■ SHORT EXERCISE: Find every line in the records that contains the word "grass" and copy each of those lines.
------------------------------------
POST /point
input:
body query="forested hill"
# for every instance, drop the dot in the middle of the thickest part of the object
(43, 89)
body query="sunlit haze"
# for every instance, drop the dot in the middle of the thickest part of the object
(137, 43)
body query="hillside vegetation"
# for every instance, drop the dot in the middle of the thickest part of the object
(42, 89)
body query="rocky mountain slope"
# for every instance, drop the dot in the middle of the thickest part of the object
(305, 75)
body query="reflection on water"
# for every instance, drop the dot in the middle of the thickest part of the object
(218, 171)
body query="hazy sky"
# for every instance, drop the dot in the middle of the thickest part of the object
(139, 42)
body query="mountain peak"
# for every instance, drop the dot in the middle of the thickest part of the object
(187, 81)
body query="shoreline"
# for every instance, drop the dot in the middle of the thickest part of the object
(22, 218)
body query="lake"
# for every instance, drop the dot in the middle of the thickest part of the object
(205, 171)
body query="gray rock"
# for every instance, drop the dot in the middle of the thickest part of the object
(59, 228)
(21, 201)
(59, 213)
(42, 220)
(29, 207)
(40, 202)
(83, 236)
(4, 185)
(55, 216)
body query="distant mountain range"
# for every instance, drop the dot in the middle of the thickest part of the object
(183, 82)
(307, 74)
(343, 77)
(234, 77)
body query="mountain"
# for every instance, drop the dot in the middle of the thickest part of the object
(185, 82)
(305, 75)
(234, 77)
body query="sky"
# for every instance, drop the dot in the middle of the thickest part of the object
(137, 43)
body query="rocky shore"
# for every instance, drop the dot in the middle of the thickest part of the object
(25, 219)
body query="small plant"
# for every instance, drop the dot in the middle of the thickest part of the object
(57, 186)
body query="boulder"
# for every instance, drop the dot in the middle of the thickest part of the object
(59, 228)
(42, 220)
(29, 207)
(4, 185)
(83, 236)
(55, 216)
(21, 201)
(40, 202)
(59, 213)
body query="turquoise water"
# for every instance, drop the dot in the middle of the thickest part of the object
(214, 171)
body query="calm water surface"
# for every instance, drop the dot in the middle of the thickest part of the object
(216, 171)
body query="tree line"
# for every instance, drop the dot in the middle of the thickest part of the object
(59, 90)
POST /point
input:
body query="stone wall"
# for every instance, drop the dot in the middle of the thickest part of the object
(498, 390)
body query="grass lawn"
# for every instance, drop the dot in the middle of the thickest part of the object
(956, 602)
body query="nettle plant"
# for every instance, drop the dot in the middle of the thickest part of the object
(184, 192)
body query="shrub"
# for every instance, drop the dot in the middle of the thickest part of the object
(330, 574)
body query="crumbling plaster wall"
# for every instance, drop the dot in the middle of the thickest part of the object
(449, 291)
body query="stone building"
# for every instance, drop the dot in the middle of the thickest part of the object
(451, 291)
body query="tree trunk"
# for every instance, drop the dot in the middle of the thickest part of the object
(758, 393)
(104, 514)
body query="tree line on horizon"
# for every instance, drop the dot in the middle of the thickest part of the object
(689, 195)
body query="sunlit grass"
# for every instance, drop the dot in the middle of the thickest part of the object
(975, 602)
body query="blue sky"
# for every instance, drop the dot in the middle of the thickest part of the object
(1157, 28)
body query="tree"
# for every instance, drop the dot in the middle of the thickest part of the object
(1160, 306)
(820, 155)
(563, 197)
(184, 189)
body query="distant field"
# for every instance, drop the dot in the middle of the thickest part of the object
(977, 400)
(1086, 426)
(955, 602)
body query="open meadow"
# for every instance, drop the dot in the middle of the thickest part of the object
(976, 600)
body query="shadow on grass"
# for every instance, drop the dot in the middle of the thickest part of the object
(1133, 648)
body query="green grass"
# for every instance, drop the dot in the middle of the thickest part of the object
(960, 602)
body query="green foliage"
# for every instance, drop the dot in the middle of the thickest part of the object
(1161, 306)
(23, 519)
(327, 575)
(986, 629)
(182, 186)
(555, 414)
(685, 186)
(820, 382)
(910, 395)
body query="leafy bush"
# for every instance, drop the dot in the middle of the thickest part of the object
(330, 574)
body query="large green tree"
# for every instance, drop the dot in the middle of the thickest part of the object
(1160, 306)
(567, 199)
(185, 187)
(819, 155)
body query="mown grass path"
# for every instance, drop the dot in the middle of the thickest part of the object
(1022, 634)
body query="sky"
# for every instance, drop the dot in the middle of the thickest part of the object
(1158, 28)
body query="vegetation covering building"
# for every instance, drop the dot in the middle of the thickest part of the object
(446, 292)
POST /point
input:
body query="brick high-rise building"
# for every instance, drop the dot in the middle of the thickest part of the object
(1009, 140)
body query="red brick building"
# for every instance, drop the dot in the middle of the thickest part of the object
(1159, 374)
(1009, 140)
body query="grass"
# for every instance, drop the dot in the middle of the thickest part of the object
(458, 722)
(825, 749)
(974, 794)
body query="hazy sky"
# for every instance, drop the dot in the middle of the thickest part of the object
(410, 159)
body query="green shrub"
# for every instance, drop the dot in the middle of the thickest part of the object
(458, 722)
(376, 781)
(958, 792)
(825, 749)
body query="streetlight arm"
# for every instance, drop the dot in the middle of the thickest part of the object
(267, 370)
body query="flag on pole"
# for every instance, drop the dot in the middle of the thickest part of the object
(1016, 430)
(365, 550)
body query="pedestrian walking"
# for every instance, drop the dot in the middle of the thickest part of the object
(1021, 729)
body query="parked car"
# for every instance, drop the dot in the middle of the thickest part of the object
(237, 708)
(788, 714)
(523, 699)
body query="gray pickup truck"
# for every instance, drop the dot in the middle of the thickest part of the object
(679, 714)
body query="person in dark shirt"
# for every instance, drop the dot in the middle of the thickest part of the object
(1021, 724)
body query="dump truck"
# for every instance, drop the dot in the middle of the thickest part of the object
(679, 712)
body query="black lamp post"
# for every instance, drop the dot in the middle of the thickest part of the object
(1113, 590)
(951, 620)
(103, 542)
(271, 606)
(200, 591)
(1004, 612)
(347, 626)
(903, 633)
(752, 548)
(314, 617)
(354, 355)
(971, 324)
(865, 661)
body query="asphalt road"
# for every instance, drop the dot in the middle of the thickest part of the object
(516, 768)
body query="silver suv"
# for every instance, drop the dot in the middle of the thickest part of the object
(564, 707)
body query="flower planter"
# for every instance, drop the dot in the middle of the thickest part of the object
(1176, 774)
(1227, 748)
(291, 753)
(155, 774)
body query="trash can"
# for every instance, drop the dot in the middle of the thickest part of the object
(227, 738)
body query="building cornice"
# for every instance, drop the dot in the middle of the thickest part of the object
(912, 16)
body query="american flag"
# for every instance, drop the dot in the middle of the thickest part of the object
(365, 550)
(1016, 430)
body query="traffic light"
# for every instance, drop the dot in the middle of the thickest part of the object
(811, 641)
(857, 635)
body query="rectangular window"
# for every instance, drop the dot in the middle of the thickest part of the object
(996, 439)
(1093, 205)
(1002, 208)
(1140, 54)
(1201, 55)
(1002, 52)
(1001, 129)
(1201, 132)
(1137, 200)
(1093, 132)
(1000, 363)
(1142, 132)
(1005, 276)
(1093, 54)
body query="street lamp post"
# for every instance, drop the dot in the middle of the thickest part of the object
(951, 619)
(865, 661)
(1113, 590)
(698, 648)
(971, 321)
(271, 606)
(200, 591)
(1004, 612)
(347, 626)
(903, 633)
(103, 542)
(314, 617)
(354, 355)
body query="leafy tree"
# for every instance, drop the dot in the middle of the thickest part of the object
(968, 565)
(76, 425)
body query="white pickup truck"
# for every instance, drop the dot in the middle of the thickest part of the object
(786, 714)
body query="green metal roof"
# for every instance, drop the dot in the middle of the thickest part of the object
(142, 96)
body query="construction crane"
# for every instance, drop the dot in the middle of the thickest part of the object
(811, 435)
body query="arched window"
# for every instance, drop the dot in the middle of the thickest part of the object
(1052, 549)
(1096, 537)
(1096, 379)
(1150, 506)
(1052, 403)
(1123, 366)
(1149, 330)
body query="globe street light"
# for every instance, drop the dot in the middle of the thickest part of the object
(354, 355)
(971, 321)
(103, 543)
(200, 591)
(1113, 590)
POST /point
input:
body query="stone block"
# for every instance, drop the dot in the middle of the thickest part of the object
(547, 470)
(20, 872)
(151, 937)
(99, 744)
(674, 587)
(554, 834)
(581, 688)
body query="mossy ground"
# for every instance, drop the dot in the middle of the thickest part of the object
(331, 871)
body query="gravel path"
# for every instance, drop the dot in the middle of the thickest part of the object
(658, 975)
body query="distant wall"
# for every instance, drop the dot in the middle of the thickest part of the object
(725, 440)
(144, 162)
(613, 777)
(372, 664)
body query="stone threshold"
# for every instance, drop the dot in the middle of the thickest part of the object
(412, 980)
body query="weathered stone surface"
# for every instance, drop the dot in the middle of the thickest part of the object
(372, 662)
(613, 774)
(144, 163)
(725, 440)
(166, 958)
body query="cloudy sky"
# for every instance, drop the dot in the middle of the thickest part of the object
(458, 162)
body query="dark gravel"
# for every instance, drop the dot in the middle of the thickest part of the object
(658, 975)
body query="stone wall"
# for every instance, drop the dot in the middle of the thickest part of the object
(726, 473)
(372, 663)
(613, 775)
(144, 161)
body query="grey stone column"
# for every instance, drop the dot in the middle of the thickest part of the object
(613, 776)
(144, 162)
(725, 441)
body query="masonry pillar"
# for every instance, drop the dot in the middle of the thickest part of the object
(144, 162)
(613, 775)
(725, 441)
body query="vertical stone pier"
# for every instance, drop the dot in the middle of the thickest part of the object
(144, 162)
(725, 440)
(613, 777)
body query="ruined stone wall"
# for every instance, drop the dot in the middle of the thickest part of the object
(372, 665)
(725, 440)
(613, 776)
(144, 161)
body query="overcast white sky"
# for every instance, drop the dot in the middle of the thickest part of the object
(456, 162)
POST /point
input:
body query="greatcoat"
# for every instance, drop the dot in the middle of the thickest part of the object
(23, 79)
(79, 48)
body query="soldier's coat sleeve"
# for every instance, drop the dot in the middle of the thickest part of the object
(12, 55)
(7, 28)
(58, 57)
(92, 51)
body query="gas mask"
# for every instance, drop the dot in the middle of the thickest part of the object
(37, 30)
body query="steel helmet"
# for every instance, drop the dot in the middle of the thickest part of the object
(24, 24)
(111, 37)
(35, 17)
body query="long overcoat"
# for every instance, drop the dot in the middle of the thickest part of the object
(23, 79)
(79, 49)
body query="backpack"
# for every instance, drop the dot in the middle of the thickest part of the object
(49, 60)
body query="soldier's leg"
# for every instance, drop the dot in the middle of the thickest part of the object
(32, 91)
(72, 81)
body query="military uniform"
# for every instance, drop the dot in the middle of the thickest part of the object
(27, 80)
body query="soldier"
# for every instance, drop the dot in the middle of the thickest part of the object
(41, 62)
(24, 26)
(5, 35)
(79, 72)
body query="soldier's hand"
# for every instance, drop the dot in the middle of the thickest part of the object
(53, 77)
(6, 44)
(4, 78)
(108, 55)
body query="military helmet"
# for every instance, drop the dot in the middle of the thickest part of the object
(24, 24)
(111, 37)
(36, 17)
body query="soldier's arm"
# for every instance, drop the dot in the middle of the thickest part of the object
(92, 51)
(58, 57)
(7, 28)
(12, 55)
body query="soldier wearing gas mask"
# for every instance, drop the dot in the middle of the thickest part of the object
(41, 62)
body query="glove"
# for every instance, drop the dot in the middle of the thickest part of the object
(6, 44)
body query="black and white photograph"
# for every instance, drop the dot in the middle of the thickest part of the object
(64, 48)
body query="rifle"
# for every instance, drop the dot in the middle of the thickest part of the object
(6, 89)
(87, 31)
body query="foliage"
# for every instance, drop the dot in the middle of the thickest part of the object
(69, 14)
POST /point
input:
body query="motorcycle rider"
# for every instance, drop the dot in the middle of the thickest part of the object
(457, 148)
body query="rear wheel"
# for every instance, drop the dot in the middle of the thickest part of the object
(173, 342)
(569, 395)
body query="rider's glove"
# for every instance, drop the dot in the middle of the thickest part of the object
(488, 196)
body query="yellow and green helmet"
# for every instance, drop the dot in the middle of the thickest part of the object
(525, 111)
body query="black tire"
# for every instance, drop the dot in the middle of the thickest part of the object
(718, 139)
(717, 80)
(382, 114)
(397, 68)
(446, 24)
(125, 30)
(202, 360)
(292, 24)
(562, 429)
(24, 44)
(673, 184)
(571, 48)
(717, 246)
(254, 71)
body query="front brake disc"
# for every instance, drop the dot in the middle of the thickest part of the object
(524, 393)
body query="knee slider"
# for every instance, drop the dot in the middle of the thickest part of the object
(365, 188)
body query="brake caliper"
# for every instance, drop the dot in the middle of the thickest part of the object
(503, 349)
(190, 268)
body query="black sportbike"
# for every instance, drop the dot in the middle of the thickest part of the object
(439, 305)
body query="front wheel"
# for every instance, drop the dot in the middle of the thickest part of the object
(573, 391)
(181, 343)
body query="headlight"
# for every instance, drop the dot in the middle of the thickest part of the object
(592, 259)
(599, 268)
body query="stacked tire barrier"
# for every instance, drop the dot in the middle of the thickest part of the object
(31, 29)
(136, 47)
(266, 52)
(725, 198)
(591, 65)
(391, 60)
------------------------------------
■ RESPONSE FOR THIS EXERCISE:
body query="grass lawn"
body query="sunlit grass"
body query="shadow on grass"
body query="green grass"
body query="mown grass path"
body query="grass"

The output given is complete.